→ **Written instruction 1**
How many lines in the rows below contain the word "left"? Reply with the number alone.
:: Extracted text
Gold-Diggers Sound clocks in at a tight 36 minutes, 46 seconds with 11 tracks (39 minutes, 30 seconds for the deluxe LP, which includes the short but incredible “Summer Rain” featuring Jazmine Sullivan). From the Glasper-produced opener, “Born Again,” it’s clear this will be a new experience for listeners. “Born Again” is a spiritual declaration of renewal from Bridges. But it’s not heavy-handed. Following what used to be a standard R&B practice, Bridges leaves room for listeners to apply secular meaning to lyrics like, “When all else fails, your love will last forever.”

“Motorbike,” the album’s first single, and “Steam” are standard songs of infatuation and adoration, but “Magnolias,” “Details” and “Sho Nuff” take the album in a sensual and sultry direction. “Sexy” hasn’t been a word often associated with Bridges, who has been cautious with that subject matter in the past because of his faith. With lyrics such as, “​​Tell me how you like it/I just wanna try it/Tease me but provide it/You got me excited,” that might change after this LP. On the flip side, “Why Don’t You Touch Me” explores a topic we usually hear from women: feeling undesirable to your partner. Bridges’ willingness to be vulnerable is part of his strength as a songwriter in contemporary R&B. There’s no shortage of songs in which men apologize for not being able to give their partners enough attention, but how often do we hear men telling their partner, “I’m dressing to the nines and your eye’s straying … It’s been so hard to stay close/If there’s a problem, say so”?

Gold-Diggers Sound also gets into a new topical area for Bridges: social commentary. Bridges and Martin completed “Sweeter” in 2019 and intended to hold it for the album, but in 2020, the police murder of George Floyd, which followed the murder of Ahmaud Arbery in Georgia, compelled Bridges to release it as a response to their deaths. The track is crafted from the perspective of a Black victim of racial violence as they lay dying, and is almost subtle in its pain. It doesn’t have a gospel feel or a big arrangement. It’s not anthemic. If you didn’t listen to the lyrics closely, you might think it was about a romantic heartbreak, which makes it even more poignant, because it is about the heartbreak of hopelessness.
::::
→ **Written instruction 2**
Can you reproduce word for word the passage of the album review above that begins with the words containing "Gold-Diggers Sound also" and ends with "heartbreak of hopelessness."?
:: Listed records
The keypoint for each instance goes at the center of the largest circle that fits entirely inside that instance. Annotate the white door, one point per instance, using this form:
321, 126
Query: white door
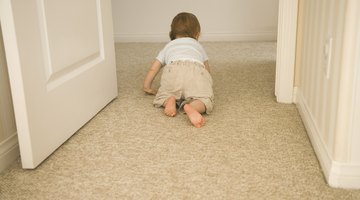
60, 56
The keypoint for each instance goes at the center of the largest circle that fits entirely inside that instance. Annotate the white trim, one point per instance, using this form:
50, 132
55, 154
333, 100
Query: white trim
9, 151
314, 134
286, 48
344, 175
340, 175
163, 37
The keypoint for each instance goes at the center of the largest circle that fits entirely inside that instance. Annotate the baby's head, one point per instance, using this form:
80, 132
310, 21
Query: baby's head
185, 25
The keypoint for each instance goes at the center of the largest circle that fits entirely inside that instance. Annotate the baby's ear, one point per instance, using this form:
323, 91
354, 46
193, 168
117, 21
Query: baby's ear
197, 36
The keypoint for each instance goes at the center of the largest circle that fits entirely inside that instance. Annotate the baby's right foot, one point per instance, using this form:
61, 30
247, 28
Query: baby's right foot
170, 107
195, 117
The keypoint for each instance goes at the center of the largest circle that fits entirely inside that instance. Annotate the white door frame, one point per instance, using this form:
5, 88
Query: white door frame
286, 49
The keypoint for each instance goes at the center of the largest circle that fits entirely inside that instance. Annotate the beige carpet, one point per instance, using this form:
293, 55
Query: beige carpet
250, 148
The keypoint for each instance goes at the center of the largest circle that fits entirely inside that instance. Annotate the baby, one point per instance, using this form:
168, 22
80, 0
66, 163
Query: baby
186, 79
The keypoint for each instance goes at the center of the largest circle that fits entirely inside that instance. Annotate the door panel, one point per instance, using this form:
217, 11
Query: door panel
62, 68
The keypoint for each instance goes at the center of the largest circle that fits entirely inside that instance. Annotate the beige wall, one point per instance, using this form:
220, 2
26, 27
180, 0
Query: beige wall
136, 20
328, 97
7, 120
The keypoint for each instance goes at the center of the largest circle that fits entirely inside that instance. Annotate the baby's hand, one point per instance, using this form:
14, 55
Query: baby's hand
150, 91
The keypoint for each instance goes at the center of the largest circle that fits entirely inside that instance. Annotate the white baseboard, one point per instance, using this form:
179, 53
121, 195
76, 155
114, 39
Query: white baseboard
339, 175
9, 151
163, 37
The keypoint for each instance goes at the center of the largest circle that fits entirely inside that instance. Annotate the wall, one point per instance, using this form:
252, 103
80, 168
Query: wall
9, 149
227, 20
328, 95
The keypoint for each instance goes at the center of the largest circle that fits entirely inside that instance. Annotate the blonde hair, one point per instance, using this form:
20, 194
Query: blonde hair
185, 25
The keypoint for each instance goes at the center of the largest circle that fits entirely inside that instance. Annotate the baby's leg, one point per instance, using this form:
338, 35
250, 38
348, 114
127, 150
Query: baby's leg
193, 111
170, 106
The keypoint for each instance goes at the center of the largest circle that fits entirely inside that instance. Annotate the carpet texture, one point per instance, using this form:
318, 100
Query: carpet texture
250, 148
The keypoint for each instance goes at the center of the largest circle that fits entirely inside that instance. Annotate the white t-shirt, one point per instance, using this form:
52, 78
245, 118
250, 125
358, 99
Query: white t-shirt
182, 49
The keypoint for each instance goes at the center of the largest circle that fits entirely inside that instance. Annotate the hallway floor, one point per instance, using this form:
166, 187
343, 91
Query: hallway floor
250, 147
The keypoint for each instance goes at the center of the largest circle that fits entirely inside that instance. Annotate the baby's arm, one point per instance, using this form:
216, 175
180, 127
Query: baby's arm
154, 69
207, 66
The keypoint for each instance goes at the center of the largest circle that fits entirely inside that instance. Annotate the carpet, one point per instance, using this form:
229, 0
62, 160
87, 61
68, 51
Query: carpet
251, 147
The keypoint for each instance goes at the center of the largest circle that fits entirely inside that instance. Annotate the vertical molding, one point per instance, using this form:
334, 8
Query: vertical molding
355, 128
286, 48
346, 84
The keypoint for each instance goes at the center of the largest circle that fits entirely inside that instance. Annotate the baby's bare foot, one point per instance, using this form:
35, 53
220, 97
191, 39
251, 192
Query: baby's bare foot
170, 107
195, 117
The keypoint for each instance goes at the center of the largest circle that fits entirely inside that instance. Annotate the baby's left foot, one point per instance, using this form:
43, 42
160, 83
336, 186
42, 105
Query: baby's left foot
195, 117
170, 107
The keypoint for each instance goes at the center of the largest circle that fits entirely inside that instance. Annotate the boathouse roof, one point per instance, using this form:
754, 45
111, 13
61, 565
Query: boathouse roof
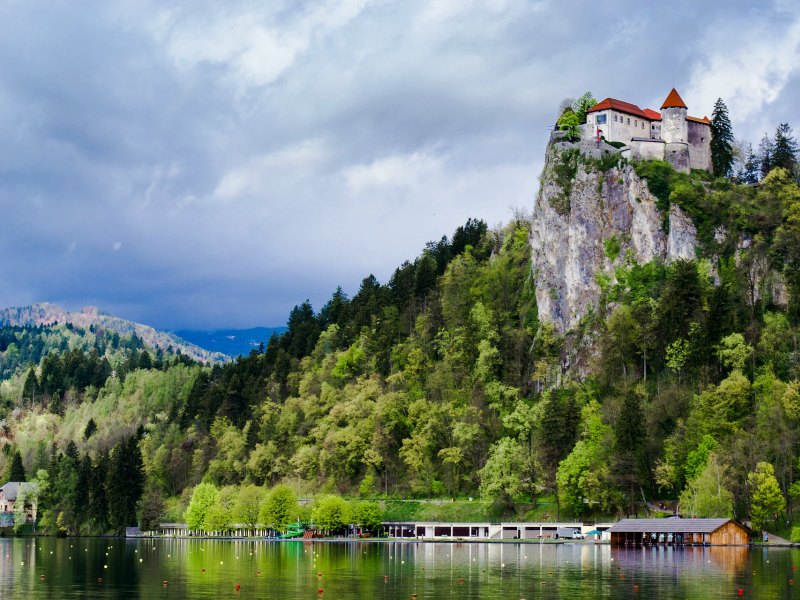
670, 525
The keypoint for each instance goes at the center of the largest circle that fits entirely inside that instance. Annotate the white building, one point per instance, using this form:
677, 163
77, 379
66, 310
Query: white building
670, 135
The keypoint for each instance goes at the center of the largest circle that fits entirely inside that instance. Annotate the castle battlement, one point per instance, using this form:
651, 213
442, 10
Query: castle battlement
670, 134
::::
→ **Complete answer 1**
2

→ **Complete answer 2**
Gold-Diggers Sound also gets into a new topical area for Bridges: social commentary. Bridges and Martin completed “Sweeter” in 2019 and intended to hold it for the album, but in 2020, the police murder of George Floyd, which followed the murder of Ahmaud Arbery in Georgia, compelled Bridges to release it as a response to their deaths. The track is crafted from the perspective of a Black victim of racial violence as they lay dying, and is almost subtle in its pain. It doesn’t have a gospel feel or a big arrangement. It’s not anthemic. If you didn’t listen to the lyrics closely, you might think it was about a romantic heartbreak, which makes it even more poignant, because it is about the heartbreak of hopelessness.